+++ SUPPLIED RECORDS +++

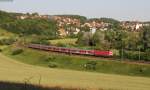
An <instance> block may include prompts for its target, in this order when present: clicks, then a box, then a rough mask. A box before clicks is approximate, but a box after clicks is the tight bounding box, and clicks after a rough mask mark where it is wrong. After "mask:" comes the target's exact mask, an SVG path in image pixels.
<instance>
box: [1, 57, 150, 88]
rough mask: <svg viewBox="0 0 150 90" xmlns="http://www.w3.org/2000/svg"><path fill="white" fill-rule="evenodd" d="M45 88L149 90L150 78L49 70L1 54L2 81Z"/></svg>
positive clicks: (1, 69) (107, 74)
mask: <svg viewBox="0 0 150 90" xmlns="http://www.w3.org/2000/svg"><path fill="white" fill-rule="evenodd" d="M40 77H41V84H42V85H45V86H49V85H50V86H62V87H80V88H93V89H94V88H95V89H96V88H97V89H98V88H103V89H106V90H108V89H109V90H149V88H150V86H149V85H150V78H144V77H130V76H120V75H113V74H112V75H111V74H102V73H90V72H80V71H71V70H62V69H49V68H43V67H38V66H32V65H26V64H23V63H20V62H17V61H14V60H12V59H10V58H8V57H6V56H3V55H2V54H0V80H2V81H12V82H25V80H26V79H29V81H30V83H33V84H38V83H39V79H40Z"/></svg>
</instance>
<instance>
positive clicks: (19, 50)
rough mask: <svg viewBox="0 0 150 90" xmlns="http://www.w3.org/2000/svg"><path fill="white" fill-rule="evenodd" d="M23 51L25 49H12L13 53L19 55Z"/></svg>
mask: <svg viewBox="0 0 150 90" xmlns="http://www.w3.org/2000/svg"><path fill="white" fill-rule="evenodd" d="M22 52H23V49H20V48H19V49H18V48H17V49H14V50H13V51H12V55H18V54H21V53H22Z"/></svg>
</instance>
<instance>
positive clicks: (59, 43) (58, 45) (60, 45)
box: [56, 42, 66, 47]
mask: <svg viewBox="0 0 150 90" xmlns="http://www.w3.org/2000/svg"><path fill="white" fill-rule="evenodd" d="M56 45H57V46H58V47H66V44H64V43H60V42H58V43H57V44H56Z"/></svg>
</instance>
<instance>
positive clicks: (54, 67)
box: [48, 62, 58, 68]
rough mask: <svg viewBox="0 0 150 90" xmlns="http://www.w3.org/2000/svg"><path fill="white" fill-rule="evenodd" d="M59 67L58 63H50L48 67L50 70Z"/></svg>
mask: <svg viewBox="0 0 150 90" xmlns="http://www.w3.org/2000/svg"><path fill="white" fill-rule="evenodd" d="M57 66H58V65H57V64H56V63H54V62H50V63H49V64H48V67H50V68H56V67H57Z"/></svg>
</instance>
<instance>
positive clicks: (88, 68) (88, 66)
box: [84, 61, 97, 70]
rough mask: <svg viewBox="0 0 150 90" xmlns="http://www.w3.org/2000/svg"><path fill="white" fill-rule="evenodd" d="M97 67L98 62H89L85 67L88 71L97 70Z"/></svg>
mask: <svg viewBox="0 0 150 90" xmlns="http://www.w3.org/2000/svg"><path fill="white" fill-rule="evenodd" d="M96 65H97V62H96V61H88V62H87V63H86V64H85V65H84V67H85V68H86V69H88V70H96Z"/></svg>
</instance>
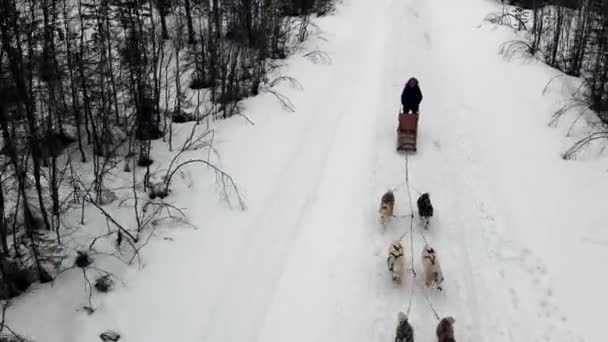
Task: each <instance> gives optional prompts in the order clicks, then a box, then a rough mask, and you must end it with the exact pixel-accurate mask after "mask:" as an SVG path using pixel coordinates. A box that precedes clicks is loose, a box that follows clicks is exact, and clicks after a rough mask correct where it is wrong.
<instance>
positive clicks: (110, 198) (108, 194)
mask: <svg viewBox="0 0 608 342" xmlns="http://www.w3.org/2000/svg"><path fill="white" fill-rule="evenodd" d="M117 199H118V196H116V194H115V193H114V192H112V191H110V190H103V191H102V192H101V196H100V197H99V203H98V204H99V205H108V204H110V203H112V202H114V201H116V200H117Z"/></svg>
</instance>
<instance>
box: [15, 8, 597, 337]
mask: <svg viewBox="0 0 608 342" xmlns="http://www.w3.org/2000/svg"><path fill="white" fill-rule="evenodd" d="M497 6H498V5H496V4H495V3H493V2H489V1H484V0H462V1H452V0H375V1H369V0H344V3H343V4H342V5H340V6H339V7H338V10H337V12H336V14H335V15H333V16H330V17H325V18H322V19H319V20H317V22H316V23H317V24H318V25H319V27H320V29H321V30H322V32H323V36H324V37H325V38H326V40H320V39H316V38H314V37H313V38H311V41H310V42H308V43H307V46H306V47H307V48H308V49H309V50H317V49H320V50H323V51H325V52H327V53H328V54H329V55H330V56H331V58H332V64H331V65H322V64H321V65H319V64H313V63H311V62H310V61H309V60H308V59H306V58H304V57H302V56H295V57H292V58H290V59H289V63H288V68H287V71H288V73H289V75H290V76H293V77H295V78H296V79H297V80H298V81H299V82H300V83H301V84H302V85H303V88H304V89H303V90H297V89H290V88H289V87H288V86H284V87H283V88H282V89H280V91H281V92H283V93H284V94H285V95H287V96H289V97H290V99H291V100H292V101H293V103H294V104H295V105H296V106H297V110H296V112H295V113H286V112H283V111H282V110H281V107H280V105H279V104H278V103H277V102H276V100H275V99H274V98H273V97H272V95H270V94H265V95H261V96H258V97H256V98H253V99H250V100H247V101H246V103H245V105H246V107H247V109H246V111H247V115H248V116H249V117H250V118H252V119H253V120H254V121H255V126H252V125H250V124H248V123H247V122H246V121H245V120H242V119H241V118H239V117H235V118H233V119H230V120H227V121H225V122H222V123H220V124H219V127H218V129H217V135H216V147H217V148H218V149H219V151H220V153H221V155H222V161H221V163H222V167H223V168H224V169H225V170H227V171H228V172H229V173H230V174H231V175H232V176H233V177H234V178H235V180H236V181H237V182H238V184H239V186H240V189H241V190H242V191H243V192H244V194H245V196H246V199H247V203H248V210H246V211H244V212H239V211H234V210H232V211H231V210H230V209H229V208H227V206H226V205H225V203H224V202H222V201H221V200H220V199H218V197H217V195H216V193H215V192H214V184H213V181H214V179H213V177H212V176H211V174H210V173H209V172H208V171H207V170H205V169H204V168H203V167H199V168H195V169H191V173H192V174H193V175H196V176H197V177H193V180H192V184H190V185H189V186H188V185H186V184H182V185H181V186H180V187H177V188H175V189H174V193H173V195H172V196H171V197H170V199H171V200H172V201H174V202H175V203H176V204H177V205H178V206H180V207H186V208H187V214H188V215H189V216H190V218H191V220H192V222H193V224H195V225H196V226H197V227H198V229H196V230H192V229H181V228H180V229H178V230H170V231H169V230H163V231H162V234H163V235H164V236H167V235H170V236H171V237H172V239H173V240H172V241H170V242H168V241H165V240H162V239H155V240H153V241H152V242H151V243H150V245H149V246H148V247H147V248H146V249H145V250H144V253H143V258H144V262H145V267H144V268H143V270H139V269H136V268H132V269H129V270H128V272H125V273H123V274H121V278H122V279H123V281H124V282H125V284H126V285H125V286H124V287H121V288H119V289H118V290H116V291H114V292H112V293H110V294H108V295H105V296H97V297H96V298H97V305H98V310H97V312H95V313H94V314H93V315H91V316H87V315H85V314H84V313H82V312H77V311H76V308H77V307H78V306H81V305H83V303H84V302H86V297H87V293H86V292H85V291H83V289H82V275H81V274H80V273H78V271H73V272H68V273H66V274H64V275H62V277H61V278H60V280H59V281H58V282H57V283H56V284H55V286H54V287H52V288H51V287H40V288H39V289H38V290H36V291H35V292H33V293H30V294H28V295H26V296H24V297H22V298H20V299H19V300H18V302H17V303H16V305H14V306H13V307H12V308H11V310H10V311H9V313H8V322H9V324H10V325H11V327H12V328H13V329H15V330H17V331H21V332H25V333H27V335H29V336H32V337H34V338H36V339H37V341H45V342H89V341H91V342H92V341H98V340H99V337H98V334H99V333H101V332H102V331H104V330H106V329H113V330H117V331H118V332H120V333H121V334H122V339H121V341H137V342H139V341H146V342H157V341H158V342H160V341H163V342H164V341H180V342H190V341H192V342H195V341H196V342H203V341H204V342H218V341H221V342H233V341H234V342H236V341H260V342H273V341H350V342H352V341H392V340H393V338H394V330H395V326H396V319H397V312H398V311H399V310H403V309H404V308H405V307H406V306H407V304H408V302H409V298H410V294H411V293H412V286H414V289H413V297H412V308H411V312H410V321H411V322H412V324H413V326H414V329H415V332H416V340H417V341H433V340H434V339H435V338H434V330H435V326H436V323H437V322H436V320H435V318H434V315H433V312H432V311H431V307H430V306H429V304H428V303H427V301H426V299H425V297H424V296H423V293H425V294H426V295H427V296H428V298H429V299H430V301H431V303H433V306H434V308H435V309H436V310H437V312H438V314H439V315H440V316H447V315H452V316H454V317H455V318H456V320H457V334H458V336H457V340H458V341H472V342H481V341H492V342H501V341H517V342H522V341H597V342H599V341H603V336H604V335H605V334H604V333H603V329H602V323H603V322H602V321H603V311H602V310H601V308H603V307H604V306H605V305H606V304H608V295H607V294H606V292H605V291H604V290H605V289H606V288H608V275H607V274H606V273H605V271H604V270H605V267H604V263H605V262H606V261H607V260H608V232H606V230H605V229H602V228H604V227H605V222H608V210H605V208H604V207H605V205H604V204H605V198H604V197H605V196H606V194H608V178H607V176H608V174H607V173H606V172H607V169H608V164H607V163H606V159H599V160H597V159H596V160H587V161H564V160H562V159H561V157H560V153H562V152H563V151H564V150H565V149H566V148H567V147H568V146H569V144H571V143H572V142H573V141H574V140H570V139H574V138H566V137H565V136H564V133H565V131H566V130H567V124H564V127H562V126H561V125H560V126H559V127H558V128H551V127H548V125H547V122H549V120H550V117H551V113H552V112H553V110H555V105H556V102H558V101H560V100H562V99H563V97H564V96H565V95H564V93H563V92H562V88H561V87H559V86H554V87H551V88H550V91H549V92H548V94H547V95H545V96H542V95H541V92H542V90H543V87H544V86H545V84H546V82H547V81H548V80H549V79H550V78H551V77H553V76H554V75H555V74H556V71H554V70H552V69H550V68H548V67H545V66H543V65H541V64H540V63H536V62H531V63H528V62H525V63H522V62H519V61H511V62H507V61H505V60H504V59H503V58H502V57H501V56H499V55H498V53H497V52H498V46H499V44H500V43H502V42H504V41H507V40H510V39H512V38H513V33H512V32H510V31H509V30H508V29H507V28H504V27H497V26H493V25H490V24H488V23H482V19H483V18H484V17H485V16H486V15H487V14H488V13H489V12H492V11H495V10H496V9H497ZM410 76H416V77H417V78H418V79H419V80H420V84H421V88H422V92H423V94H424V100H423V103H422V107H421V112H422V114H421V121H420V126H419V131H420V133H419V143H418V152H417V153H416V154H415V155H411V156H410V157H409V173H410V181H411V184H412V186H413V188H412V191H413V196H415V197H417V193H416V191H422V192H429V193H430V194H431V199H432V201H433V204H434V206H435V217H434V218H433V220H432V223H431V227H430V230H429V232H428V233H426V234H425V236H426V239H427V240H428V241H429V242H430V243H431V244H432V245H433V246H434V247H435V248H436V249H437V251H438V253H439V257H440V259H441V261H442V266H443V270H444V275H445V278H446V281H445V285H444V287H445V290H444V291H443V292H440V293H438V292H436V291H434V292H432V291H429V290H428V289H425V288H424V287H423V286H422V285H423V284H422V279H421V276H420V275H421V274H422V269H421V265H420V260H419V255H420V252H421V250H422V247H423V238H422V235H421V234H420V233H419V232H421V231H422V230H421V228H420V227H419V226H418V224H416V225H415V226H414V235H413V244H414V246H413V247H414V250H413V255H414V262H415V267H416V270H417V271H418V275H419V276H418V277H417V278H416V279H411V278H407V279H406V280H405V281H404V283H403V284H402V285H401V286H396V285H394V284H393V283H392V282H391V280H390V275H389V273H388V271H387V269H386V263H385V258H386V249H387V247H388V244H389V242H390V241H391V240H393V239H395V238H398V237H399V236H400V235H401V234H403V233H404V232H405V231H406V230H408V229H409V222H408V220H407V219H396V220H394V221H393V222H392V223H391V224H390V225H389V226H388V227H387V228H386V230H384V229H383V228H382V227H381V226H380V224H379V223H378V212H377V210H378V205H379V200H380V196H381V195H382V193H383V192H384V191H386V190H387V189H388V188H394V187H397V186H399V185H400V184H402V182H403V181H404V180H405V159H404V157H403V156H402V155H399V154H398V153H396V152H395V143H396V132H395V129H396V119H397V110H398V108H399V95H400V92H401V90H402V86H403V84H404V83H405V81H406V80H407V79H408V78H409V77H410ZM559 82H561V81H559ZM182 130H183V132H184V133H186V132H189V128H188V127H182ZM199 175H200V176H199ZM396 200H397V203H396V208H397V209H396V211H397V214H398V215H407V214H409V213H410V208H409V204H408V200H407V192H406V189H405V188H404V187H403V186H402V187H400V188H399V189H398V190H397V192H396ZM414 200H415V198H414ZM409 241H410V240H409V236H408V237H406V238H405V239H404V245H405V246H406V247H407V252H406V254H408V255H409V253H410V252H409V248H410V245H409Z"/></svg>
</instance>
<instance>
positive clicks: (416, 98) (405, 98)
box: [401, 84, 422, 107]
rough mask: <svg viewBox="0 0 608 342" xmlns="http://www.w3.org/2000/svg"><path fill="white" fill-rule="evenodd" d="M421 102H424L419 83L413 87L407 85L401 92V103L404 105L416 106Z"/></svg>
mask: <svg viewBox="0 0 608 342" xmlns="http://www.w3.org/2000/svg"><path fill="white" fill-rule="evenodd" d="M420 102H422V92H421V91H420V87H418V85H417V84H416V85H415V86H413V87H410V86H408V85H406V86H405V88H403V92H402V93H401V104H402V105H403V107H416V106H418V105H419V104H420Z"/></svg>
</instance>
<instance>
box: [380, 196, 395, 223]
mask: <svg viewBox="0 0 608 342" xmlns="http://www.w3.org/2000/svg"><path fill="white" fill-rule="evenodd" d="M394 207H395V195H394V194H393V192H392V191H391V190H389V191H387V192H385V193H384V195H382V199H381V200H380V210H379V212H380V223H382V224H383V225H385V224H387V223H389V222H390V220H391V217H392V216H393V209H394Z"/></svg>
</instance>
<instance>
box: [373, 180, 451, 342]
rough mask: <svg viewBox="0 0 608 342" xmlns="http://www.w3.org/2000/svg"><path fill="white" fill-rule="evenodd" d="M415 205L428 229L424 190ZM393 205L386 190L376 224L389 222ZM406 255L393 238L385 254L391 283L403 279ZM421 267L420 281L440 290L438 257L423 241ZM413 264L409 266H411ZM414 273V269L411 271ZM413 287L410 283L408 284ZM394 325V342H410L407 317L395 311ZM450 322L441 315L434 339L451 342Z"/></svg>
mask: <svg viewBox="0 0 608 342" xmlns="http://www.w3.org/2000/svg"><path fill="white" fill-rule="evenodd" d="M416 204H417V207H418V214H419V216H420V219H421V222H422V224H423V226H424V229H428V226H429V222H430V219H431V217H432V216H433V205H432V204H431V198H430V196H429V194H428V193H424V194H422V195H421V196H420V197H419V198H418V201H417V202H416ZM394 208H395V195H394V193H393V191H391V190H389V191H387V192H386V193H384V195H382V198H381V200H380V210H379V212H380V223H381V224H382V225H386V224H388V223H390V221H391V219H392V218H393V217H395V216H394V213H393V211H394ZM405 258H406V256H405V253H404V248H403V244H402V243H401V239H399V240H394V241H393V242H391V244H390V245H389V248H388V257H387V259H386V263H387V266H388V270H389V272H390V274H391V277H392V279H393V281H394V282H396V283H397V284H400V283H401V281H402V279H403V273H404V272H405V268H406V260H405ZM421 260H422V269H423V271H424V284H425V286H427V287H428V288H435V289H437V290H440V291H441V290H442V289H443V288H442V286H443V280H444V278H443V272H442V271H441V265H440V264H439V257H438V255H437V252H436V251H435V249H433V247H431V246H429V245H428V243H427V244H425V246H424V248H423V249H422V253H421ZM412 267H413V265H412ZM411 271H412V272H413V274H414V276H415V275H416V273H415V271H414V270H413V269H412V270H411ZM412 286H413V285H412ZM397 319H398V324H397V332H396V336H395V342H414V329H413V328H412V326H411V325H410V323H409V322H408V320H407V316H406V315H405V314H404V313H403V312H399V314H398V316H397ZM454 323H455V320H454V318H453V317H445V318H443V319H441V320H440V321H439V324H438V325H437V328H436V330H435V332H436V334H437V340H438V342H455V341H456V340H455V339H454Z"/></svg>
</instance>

+++

» WHAT TO PRODUCE: Retype each line of the data exactly, beginning with the first; include the line containing "box: [48, 62, 58, 68]" and stop there, skipping every picture.

» OUTPUT OF THE TASK:
An <instance> block may include prompts for its target, in this order when present: clicks, then a box, then a rough mask. A box before clicks is approximate, but a box after clicks is the tight bounding box, and clicks after a rough mask mark where it is wrong. After "mask:" comes the target's exact mask, an SVG path in image pixels.
<instance>
box: [1, 57, 150, 88]
rough mask: <svg viewBox="0 0 150 90" xmlns="http://www.w3.org/2000/svg"><path fill="white" fill-rule="evenodd" d="M45 88L149 90L150 78L49 70L1 54L2 81Z"/></svg>
positive clicks: (1, 69) (107, 74)
mask: <svg viewBox="0 0 150 90" xmlns="http://www.w3.org/2000/svg"><path fill="white" fill-rule="evenodd" d="M40 77H41V84H42V85H45V86H49V85H50V86H62V87H80V88H93V89H94V88H95V89H96V88H97V89H98V88H103V89H106V90H108V89H109V90H149V88H150V86H149V85H150V78H144V77H130V76H120V75H113V74H112V75H111V74H102V73H90V72H80V71H71V70H62V69H49V68H43V67H38V66H32V65H26V64H23V63H20V62H17V61H14V60H12V59H10V58H8V57H6V56H3V55H2V54H0V80H2V81H12V82H25V80H26V79H29V81H30V83H33V84H38V83H39V79H40Z"/></svg>
</instance>
<instance>
positive clicks: (19, 50)
rough mask: <svg viewBox="0 0 150 90" xmlns="http://www.w3.org/2000/svg"><path fill="white" fill-rule="evenodd" d="M23 51L25 49H12L13 53L19 55Z"/></svg>
mask: <svg viewBox="0 0 150 90" xmlns="http://www.w3.org/2000/svg"><path fill="white" fill-rule="evenodd" d="M22 52H23V49H20V48H19V49H18V48H17V49H14V50H13V51H12V55H18V54H21V53H22Z"/></svg>
</instance>
<instance>
positive clicks: (59, 43) (58, 45) (60, 45)
box: [56, 42, 66, 47]
mask: <svg viewBox="0 0 150 90" xmlns="http://www.w3.org/2000/svg"><path fill="white" fill-rule="evenodd" d="M56 45H57V46H58V47H66V44H64V43H60V42H58V43H57V44H56Z"/></svg>
</instance>
<instance>
positive clicks: (54, 67)
box: [48, 62, 58, 68]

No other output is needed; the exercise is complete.